# DESCRIPTION OF THE TASK:
In the listing below, find the line holding "box: [435, 164, 470, 197]" and the line holding "negative clicks: (183, 182)". Write out those two lines and all lines between, exactly, and nothing more.

# SUPPLIED ENTRIES:
* * * * * * *

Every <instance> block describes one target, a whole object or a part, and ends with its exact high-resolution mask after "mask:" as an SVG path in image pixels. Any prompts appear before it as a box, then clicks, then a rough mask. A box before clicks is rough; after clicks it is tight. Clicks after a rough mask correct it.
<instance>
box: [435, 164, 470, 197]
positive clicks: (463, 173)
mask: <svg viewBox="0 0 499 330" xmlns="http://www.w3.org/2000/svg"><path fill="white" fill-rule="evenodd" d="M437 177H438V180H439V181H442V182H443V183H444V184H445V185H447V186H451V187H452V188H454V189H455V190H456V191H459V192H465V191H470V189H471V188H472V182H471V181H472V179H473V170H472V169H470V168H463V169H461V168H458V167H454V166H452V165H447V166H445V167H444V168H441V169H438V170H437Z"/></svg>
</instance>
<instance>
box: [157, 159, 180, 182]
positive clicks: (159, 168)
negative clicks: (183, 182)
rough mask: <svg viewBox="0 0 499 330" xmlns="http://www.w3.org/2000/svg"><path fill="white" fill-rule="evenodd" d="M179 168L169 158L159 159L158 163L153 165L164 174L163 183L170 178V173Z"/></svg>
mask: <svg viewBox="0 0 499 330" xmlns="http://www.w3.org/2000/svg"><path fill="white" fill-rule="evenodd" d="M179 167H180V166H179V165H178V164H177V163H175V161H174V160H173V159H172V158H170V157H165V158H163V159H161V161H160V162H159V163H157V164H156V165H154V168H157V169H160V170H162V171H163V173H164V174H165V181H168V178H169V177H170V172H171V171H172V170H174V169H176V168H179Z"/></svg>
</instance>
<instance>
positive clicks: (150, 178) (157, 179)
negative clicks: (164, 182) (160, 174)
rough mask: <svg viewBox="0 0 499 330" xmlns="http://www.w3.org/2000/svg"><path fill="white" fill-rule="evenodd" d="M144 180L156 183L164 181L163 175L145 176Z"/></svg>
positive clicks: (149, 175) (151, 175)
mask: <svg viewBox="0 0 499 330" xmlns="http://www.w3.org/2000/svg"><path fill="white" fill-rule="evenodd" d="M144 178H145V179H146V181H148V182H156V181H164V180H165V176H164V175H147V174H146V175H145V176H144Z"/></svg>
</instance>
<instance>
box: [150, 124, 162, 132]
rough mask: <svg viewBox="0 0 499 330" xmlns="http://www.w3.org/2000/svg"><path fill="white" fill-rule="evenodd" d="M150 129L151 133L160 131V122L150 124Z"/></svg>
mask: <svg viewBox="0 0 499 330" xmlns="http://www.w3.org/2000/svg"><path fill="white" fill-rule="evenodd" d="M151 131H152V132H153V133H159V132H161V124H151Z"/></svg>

* * * * * * *

# RESPONSE TO THIS EXERCISE:
box: [435, 164, 470, 197]
positive clicks: (463, 173)
mask: <svg viewBox="0 0 499 330" xmlns="http://www.w3.org/2000/svg"><path fill="white" fill-rule="evenodd" d="M437 177H438V180H439V181H442V182H443V183H444V184H445V185H447V186H451V187H452V188H454V189H455V190H456V191H459V192H465V191H470V189H471V188H472V182H471V181H472V179H473V170H472V169H470V168H463V169H461V168H458V167H454V166H452V165H447V166H445V167H444V168H441V169H438V170H437Z"/></svg>
</instance>
<instance>
box: [157, 159, 180, 182]
positive clicks: (159, 168)
negative clicks: (183, 182)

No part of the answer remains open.